> _Request 1_: In the thread-versus-event discussion, list every approach that is named with the word "aproach".
> _Request 2_: Write out the stretch of the thread-versus-event discussion from "Hello On Saturday" through "of threads better.." word for word.

> _Text passage_:
──────
Hello On Saturday 09 August 2008 17:23:39 Zeljko Vrba wrote:
Just out of curiosity, why are you rewriting thread-based code into event-based code? It might be easier/cheaper to port[*] it instead to an OS that handles large number of threads better..
Main platform is Linux with secondary Windows platform. The problem right now is not OS threading support but rather the complexity of the program to handle timeouts and errors. With an asynchronous aproach each async operation is also a point of failure or timeout. Thus the points of failure/timeout are basically handled through the normal flow of the code (the code already "breaks" flow and returns on each async operation, timeout is just an event like any). With a synchronous aproach timeout would have to be handled with exceptions or support breaking of flow and return (similar to the asynchronous operation). Also the pure multithreaded aproach imposes locking and thread synchronization where usually there is none needed (since there is no need that certain parts be ran concurrently). This makes the code more error prone and IMO more complex than it needs to be. I supose a compromise solution that combines both threading and asynchronous operation might be the best. -- Dizzy
Hi,
On 8/10/08, dizzy
........................................... I supose a compromise solution that combines both threading and asynchronous operation might be the best.
──────
> _Material_:
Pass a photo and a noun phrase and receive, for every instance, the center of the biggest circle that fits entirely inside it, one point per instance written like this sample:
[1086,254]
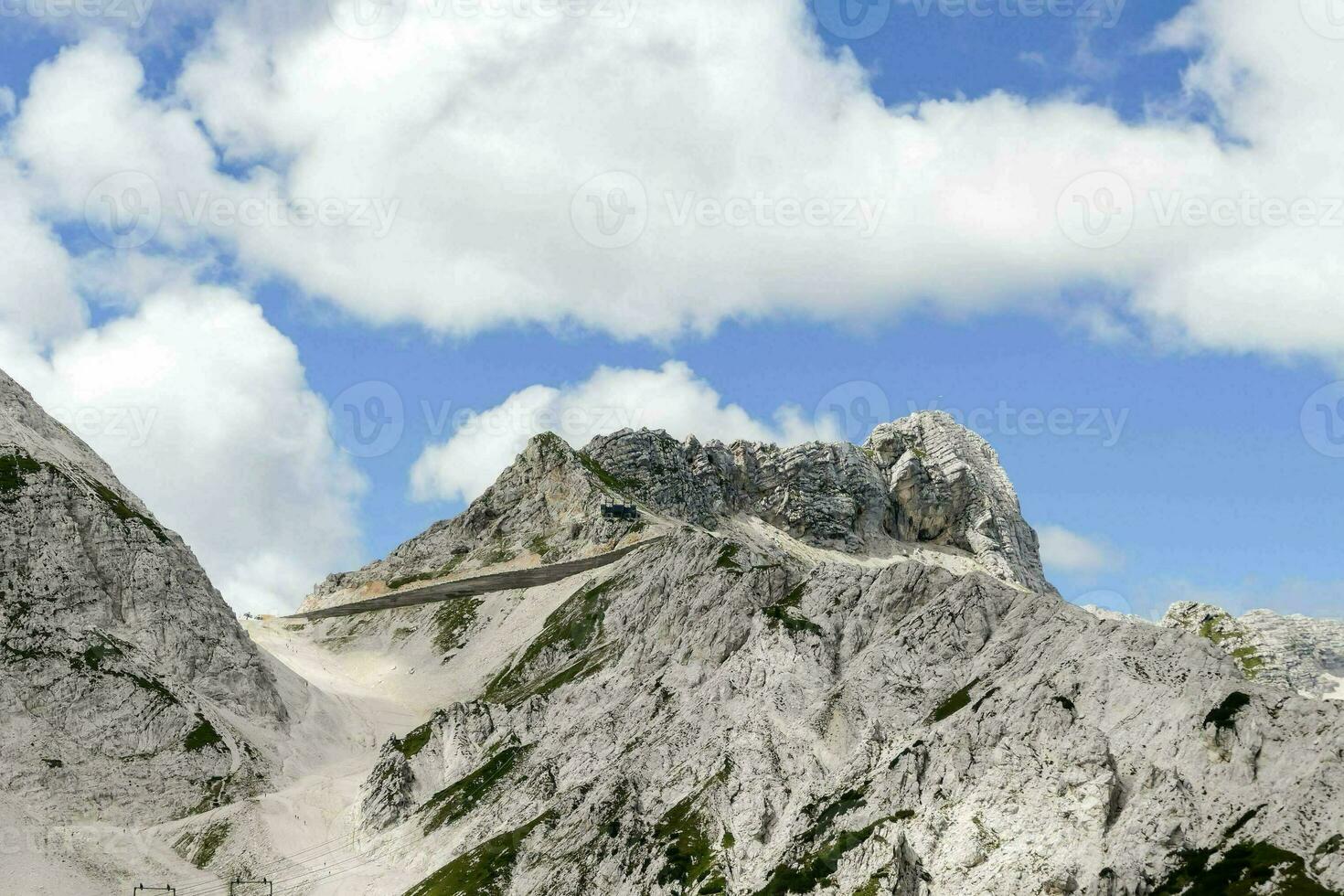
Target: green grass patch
──────
> _Full solution 1_:
- asynchronous aproach
- synchronous aproach
- pure multithreaded aproach

> _Full solution 2_:
Hello On Saturday 09 August 2008 17:23:39 Zeljko Vrba wrote:
Just out of curiosity, why are you rewriting thread-based code into event-based code? It might be easier/cheaper to port[*] it instead to an OS that handles large number of threads better..